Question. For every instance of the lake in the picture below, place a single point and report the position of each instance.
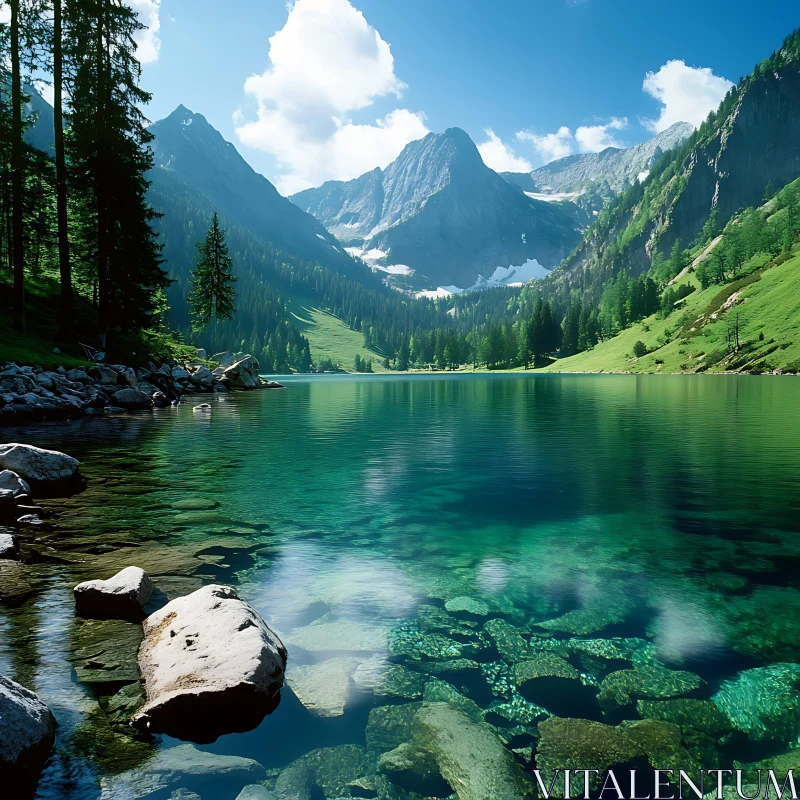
(518, 548)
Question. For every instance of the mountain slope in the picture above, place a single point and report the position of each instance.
(187, 147)
(751, 143)
(441, 211)
(612, 168)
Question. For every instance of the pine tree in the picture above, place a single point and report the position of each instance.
(213, 290)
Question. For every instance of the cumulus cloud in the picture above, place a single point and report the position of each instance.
(586, 139)
(594, 138)
(688, 94)
(550, 146)
(148, 41)
(326, 63)
(497, 155)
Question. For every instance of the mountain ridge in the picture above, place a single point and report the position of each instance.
(439, 210)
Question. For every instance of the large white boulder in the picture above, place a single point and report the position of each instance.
(211, 665)
(27, 733)
(36, 464)
(122, 596)
(243, 373)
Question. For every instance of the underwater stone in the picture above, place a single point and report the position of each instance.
(471, 606)
(581, 744)
(27, 734)
(126, 702)
(322, 688)
(506, 638)
(763, 703)
(195, 504)
(180, 767)
(437, 691)
(470, 756)
(105, 651)
(123, 596)
(328, 772)
(399, 681)
(406, 639)
(390, 726)
(590, 620)
(329, 634)
(620, 688)
(688, 715)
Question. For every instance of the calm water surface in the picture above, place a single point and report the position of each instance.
(659, 514)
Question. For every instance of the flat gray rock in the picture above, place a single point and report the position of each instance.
(183, 767)
(27, 734)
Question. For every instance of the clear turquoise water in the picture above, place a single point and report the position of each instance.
(537, 495)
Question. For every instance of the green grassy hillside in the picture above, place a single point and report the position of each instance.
(330, 337)
(694, 338)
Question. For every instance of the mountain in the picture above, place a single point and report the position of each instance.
(612, 169)
(440, 211)
(749, 147)
(188, 148)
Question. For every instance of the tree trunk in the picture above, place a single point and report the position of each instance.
(16, 172)
(100, 181)
(61, 175)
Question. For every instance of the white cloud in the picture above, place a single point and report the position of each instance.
(594, 138)
(326, 62)
(586, 139)
(550, 146)
(687, 93)
(148, 41)
(499, 156)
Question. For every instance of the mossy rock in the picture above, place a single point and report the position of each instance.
(508, 641)
(619, 689)
(390, 726)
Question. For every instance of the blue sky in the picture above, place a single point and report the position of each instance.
(346, 83)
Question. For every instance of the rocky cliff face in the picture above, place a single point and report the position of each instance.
(441, 211)
(750, 147)
(612, 168)
(189, 149)
(756, 147)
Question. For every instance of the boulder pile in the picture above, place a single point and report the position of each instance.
(34, 393)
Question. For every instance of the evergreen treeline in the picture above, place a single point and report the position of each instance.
(79, 212)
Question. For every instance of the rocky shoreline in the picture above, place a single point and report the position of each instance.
(32, 393)
(208, 664)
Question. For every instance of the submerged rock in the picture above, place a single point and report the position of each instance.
(122, 596)
(469, 755)
(390, 726)
(132, 400)
(27, 734)
(322, 688)
(38, 466)
(9, 546)
(763, 703)
(211, 665)
(508, 641)
(654, 682)
(182, 767)
(468, 606)
(331, 772)
(329, 634)
(11, 482)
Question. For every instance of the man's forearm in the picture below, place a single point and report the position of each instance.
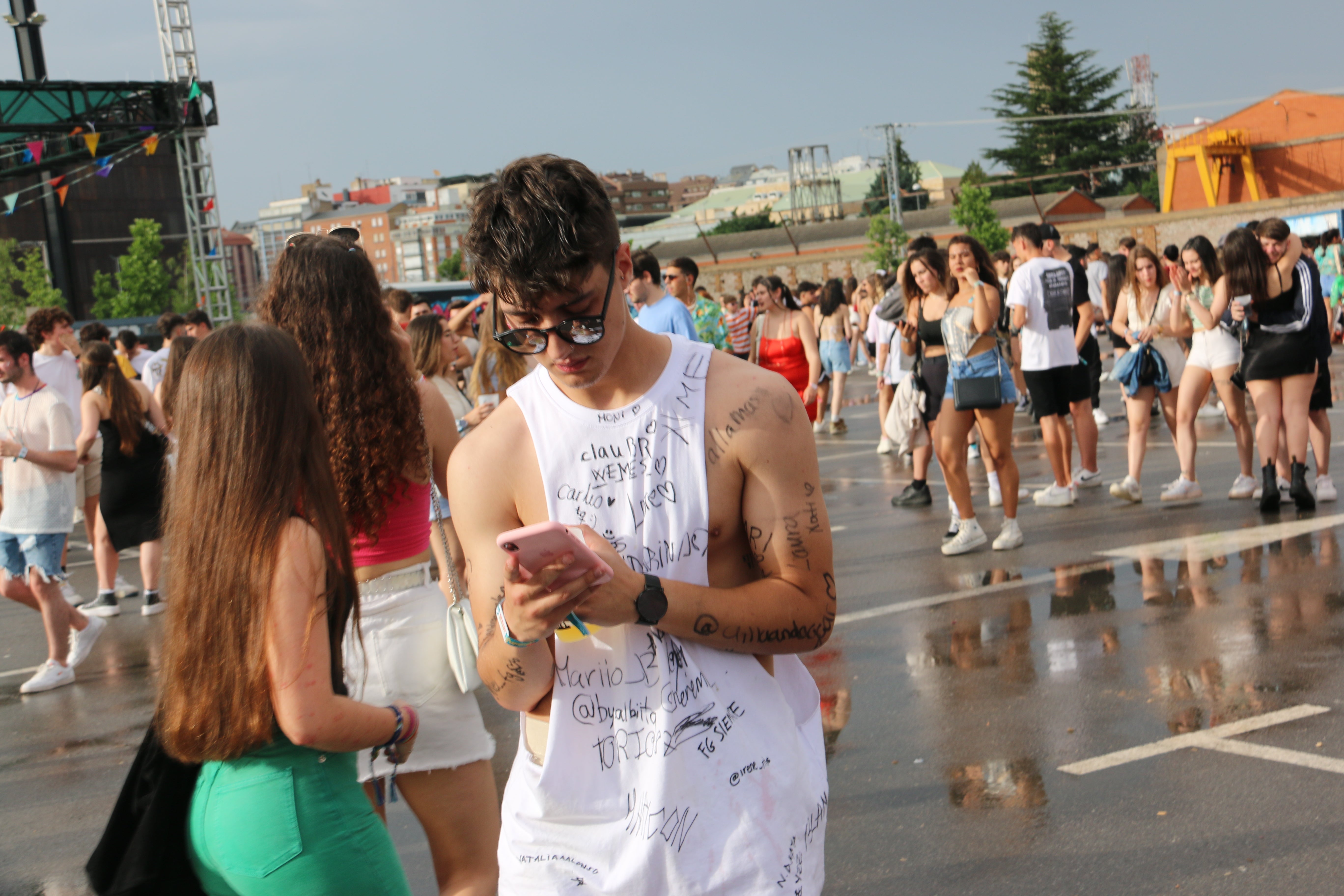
(769, 616)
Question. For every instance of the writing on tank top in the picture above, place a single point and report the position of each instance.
(669, 766)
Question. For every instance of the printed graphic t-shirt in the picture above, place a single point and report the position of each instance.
(1045, 287)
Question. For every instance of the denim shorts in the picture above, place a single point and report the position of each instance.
(983, 364)
(835, 357)
(22, 553)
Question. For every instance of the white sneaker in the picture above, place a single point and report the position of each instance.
(81, 643)
(970, 536)
(50, 675)
(1128, 490)
(1182, 490)
(1324, 490)
(68, 592)
(1085, 479)
(1244, 487)
(1010, 536)
(1054, 496)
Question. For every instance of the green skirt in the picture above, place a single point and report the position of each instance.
(290, 821)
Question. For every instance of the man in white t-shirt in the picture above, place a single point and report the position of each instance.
(173, 326)
(57, 363)
(38, 450)
(1041, 296)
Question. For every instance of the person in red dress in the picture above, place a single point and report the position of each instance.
(783, 340)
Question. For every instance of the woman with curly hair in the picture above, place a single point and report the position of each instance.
(382, 420)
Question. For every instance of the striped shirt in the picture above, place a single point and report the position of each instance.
(740, 330)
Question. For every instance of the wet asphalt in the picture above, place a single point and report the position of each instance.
(953, 692)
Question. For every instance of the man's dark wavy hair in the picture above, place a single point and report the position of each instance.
(541, 229)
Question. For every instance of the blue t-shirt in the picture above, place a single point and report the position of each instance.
(669, 316)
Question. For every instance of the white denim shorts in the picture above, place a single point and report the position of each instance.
(1216, 349)
(404, 623)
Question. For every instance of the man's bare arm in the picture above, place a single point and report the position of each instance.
(792, 608)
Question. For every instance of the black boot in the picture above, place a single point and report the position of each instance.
(1269, 491)
(1299, 491)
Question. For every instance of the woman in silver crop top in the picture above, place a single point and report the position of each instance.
(970, 332)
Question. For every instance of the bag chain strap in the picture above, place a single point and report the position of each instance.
(453, 582)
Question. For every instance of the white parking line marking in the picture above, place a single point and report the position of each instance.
(1216, 739)
(1212, 545)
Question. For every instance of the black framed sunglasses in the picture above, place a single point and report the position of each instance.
(576, 331)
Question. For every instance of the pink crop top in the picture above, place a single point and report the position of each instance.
(405, 531)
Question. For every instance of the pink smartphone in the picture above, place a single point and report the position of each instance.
(537, 546)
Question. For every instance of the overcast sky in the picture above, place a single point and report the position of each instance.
(338, 89)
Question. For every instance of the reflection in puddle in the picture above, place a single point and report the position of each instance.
(996, 784)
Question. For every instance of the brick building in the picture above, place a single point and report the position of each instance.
(376, 228)
(689, 190)
(638, 194)
(1291, 144)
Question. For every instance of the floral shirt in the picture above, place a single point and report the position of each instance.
(709, 323)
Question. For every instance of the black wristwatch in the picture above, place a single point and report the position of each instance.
(652, 602)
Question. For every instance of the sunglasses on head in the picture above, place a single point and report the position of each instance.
(576, 331)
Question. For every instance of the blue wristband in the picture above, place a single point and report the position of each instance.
(509, 636)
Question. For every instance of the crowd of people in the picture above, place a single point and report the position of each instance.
(343, 483)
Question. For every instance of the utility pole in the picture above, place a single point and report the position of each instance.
(26, 22)
(893, 171)
(196, 170)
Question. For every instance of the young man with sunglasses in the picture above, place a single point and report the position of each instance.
(659, 312)
(674, 743)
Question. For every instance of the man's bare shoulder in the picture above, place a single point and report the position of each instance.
(749, 409)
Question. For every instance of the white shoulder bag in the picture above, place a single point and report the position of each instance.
(463, 644)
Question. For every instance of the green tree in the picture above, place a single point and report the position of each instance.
(742, 224)
(980, 220)
(146, 285)
(452, 268)
(886, 242)
(1056, 81)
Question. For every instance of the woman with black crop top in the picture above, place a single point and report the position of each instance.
(1279, 362)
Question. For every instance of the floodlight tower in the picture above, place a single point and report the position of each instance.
(196, 170)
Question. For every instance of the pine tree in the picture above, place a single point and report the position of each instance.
(1056, 81)
(975, 213)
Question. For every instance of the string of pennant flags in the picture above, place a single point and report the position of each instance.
(100, 167)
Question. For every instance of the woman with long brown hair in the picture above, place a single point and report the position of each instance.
(166, 392)
(252, 683)
(435, 349)
(1279, 359)
(382, 421)
(970, 335)
(128, 417)
(496, 369)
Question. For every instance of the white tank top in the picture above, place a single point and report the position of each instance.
(670, 768)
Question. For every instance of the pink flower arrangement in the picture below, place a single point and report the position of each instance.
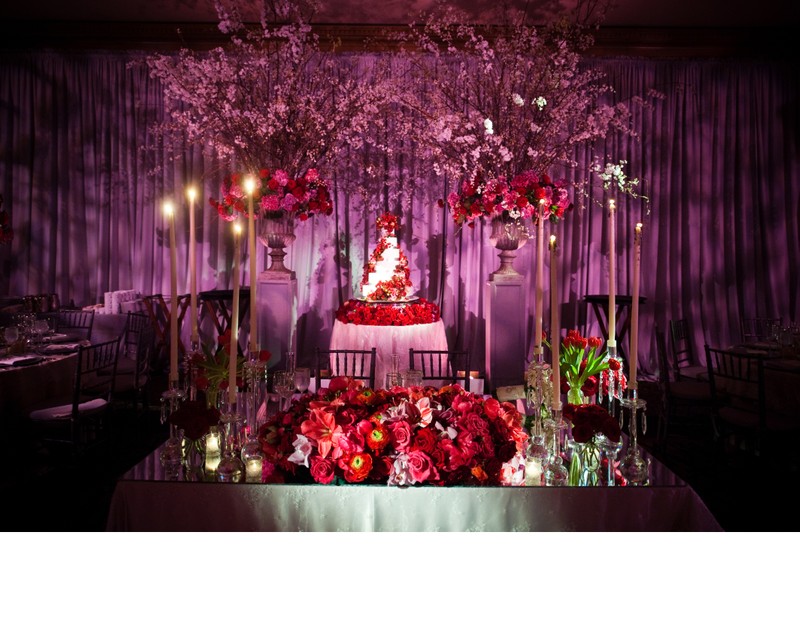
(400, 314)
(275, 193)
(528, 195)
(348, 434)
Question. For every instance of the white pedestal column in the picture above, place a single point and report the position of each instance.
(505, 331)
(277, 314)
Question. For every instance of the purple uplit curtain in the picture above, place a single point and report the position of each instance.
(718, 158)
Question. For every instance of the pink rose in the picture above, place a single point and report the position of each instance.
(322, 470)
(420, 467)
(401, 435)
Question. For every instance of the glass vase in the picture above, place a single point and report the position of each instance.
(585, 467)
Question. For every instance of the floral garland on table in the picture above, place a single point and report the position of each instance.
(349, 434)
(401, 314)
(275, 194)
(528, 195)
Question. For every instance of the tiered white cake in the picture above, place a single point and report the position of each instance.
(386, 275)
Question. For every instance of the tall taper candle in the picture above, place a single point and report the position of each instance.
(612, 283)
(169, 210)
(233, 351)
(539, 276)
(191, 192)
(637, 261)
(250, 187)
(555, 334)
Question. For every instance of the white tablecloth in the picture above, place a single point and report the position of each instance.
(388, 340)
(142, 501)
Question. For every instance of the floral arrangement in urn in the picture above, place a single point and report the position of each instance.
(526, 196)
(400, 314)
(275, 193)
(348, 434)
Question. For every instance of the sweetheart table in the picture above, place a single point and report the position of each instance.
(144, 501)
(388, 340)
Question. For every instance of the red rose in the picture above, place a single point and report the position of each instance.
(322, 470)
(401, 435)
(425, 440)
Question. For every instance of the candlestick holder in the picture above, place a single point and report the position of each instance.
(231, 468)
(190, 369)
(172, 452)
(555, 474)
(252, 456)
(539, 389)
(634, 467)
(614, 381)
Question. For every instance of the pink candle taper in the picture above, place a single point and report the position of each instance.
(250, 186)
(555, 335)
(169, 210)
(192, 194)
(612, 274)
(637, 260)
(234, 347)
(539, 275)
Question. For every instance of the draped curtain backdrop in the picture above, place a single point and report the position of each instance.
(718, 158)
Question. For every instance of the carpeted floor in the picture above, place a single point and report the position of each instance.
(51, 494)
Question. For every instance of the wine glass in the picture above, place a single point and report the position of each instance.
(302, 379)
(11, 335)
(283, 385)
(40, 327)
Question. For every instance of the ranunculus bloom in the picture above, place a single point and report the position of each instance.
(322, 470)
(357, 467)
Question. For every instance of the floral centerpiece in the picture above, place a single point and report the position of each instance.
(275, 194)
(526, 196)
(211, 368)
(350, 434)
(400, 314)
(581, 360)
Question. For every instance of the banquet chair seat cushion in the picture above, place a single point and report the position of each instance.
(126, 365)
(64, 412)
(690, 390)
(695, 372)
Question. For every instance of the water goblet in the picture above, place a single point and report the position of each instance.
(41, 327)
(302, 379)
(283, 385)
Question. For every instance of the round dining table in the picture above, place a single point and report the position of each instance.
(29, 378)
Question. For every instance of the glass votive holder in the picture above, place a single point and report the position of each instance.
(412, 378)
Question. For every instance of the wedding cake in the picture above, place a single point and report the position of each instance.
(386, 275)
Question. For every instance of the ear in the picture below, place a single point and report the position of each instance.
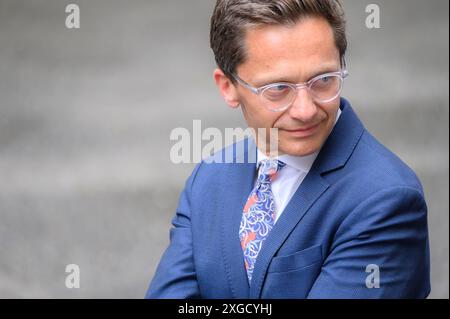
(227, 89)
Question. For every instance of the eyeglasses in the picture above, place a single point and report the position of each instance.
(278, 97)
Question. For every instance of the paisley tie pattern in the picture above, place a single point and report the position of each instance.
(258, 217)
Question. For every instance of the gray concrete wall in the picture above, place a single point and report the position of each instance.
(85, 118)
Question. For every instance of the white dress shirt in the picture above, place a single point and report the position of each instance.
(290, 177)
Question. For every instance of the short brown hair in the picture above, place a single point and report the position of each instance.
(232, 18)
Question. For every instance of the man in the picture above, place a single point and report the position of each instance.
(336, 215)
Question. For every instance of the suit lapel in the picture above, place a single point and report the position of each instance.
(309, 191)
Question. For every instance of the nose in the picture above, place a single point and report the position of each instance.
(304, 107)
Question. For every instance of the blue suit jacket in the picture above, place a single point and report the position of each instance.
(359, 205)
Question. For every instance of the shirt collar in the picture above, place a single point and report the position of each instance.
(300, 163)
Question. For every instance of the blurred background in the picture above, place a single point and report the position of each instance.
(86, 115)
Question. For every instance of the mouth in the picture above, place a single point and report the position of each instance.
(303, 132)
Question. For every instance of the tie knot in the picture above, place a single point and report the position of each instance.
(268, 170)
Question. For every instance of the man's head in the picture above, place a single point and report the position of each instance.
(267, 41)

*Exercise instructions:* Starting with the line containing "Question. For every instance of the writing" and going on through the line containing "(1045, 287)", rewrite those entries as a two-column CSV with the header instruction,response. Give one row per entry, put each field in double quotes, and replace any line breaks with spaces.

*Exercise response:*
instruction,response
"Question. For every instance of the writing on tank top in the picture above, place a single point and report the position of each instance.","(669, 766)"
"Question. For every instance of the printed graphic t-shirt in the picture above, place a single point and report the position of each instance.","(1045, 287)"